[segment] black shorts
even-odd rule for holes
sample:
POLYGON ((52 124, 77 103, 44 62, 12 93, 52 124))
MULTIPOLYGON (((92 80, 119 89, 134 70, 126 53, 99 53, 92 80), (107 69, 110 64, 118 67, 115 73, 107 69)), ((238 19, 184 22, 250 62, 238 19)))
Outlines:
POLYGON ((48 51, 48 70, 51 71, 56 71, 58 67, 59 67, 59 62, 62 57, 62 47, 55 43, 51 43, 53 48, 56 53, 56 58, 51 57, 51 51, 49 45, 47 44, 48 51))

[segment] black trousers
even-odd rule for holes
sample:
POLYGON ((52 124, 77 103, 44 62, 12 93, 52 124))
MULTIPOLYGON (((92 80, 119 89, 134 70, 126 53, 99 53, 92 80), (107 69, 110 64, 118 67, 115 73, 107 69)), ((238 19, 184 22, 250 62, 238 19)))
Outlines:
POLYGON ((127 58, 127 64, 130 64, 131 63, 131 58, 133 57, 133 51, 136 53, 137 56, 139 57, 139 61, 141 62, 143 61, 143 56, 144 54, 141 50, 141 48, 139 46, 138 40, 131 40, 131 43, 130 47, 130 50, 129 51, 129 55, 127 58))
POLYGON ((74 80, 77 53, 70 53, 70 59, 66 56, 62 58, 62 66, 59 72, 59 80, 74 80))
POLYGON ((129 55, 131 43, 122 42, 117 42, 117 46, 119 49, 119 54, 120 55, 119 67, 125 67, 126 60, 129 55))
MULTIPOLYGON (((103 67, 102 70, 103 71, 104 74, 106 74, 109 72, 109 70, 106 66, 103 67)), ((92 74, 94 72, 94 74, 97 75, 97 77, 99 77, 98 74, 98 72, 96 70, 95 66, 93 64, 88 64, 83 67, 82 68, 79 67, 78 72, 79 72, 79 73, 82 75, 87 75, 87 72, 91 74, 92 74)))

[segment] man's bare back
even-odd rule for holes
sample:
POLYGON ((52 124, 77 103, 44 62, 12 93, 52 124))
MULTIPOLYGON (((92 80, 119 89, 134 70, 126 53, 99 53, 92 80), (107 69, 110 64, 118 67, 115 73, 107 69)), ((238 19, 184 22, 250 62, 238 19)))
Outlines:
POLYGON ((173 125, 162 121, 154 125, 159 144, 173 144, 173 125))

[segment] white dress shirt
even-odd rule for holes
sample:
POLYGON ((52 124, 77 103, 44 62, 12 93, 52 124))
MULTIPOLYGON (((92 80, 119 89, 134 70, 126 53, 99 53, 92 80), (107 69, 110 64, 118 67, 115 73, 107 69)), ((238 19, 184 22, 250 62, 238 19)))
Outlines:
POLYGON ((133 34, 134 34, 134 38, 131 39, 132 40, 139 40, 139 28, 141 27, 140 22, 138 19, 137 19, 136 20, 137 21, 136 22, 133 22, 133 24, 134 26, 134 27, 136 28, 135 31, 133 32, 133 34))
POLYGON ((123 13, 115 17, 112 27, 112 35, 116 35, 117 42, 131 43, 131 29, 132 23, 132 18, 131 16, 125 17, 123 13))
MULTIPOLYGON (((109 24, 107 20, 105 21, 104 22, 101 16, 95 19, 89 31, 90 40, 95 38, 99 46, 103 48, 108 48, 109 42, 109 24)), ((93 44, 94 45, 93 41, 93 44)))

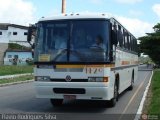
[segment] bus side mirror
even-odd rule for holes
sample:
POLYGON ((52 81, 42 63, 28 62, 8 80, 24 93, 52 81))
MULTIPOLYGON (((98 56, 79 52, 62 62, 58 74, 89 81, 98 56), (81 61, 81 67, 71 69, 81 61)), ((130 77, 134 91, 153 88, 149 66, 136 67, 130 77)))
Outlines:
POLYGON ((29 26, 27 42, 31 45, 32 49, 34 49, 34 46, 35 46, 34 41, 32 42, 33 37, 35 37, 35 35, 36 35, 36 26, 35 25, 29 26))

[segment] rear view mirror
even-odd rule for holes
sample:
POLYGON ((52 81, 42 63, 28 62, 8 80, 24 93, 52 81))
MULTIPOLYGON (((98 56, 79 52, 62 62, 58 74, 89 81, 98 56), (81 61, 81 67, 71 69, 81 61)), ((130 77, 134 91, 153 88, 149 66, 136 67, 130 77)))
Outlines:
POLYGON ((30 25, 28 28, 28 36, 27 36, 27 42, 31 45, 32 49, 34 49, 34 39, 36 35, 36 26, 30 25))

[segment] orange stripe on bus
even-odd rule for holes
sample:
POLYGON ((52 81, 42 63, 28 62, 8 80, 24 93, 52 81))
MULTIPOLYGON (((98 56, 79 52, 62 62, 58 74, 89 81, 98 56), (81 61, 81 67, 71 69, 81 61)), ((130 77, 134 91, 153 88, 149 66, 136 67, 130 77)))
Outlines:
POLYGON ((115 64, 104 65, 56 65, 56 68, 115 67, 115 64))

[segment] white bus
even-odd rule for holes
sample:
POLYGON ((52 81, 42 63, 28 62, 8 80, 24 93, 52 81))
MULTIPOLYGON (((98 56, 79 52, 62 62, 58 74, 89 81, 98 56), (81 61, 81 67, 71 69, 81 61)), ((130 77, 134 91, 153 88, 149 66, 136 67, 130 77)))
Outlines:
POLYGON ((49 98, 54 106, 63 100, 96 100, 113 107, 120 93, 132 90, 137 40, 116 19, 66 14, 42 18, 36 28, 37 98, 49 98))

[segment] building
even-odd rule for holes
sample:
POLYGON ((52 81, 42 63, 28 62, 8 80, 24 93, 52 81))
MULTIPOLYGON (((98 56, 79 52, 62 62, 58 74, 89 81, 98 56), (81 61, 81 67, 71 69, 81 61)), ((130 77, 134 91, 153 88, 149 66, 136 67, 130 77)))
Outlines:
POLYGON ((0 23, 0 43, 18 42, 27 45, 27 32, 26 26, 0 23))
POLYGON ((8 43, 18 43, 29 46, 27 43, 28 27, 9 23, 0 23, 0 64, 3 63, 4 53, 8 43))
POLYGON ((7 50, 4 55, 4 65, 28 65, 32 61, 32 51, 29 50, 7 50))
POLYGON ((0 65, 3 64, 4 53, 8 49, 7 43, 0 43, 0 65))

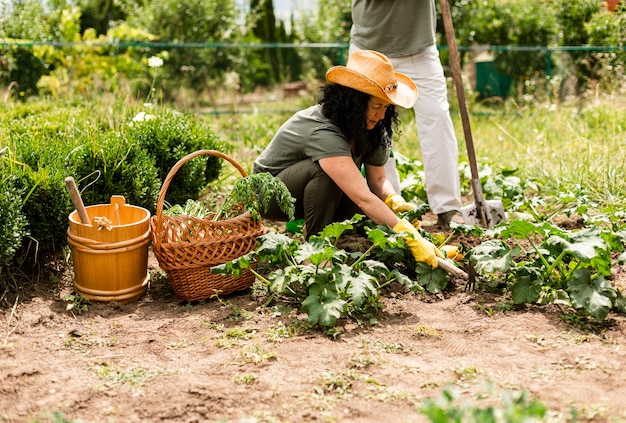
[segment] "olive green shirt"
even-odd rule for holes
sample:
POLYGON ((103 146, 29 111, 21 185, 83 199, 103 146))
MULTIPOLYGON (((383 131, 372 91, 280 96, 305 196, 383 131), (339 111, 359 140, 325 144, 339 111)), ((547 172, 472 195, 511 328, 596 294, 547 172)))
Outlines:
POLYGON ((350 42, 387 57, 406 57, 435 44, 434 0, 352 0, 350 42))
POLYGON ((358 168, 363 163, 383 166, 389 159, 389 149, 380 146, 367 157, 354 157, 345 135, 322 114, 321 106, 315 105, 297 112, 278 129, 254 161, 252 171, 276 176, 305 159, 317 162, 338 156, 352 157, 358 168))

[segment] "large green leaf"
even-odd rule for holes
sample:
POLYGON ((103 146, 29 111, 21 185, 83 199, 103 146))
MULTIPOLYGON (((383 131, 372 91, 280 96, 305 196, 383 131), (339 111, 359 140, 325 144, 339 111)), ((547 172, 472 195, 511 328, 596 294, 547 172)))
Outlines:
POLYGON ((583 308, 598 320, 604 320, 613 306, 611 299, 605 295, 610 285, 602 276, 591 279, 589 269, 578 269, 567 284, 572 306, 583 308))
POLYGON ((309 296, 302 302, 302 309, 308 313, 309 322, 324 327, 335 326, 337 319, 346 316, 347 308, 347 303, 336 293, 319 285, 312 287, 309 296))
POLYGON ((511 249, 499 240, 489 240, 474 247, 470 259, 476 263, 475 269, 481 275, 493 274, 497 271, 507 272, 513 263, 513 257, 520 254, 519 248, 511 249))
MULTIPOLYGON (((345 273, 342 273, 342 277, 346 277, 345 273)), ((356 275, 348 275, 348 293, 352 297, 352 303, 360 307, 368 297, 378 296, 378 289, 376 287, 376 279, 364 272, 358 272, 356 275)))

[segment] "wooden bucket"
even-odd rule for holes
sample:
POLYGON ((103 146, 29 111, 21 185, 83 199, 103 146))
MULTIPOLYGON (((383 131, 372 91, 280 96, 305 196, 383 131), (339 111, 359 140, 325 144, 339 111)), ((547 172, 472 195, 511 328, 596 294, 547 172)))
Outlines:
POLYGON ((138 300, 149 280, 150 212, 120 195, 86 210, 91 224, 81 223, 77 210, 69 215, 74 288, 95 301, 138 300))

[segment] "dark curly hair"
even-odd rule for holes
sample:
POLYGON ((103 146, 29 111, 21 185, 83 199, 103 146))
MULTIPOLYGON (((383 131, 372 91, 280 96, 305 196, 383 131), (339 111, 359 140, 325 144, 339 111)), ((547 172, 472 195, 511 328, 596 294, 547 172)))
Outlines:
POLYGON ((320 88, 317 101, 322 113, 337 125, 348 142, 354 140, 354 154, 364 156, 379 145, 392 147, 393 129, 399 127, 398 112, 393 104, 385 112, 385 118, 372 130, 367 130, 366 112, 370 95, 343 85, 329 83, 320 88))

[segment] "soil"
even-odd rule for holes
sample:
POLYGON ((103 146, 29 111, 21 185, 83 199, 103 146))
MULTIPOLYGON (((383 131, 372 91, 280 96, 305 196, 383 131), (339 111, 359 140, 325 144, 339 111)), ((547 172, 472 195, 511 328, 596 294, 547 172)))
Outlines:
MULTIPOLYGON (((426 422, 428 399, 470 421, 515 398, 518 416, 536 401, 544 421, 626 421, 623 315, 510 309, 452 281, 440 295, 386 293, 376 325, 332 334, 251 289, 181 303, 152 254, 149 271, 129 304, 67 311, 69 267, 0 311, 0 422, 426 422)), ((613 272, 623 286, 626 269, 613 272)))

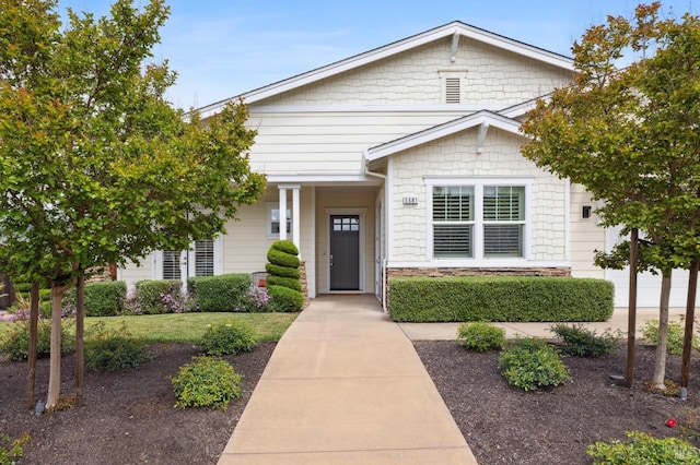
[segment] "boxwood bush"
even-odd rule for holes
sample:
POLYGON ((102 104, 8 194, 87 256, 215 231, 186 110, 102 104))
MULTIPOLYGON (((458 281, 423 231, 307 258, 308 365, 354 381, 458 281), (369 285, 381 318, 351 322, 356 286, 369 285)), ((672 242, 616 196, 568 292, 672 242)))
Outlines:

> _Work to be completed_: Rewrite the rows in the stretch from the line containing "[segment] white dress shirt" through the line containing "POLYGON ((30 25, 28", changing every "sample" to "reference" and keeping all else the same. Leave the picture lines out of your answer.

> _Answer below_:
[segment] white dress shirt
even-odd rule for holes
reference:
POLYGON ((52 124, 77 103, 44 62, 12 93, 52 124))
MULTIPOLYGON (((92 80, 119 89, 134 70, 126 53, 99 53, 92 80), (107 69, 110 64, 118 67, 115 73, 107 69)), ((238 19, 184 22, 250 62, 238 19)))
Outlines:
POLYGON ((133 34, 134 34, 134 38, 131 39, 132 40, 139 40, 139 28, 141 27, 140 22, 138 19, 137 19, 136 20, 137 21, 136 22, 133 22, 133 24, 134 26, 134 27, 136 28, 135 31, 133 32, 133 34))
POLYGON ((123 13, 115 17, 112 27, 112 35, 116 35, 117 42, 131 43, 131 29, 132 23, 132 18, 131 16, 125 17, 123 13))
MULTIPOLYGON (((109 24, 107 20, 105 21, 104 22, 101 16, 95 19, 89 31, 90 40, 95 38, 99 46, 103 48, 108 48, 109 42, 109 24)), ((93 44, 94 45, 93 41, 93 44)))

[segment] bus side mirror
even-odd rule for holes
reference:
POLYGON ((52 81, 42 63, 28 62, 8 80, 24 93, 52 81))
MULTIPOLYGON (((98 56, 79 52, 62 62, 58 74, 89 81, 98 56), (81 61, 81 67, 71 69, 81 61)), ((130 77, 134 91, 153 88, 149 66, 136 67, 130 77)))
Outlines:
POLYGON ((29 26, 27 42, 31 45, 32 49, 34 49, 34 46, 35 46, 34 41, 32 42, 33 37, 35 37, 35 35, 36 35, 36 26, 35 25, 29 26))

[segment] rear view mirror
even-odd rule for holes
reference:
POLYGON ((52 81, 42 63, 28 62, 8 80, 24 93, 52 81))
MULTIPOLYGON (((98 56, 79 52, 62 62, 58 74, 89 81, 98 56), (81 61, 81 67, 71 69, 81 61)), ((130 77, 134 91, 153 88, 149 66, 136 67, 130 77)))
Outlines:
POLYGON ((30 25, 28 28, 28 36, 27 36, 27 42, 31 45, 32 49, 34 49, 34 39, 36 35, 36 26, 30 25))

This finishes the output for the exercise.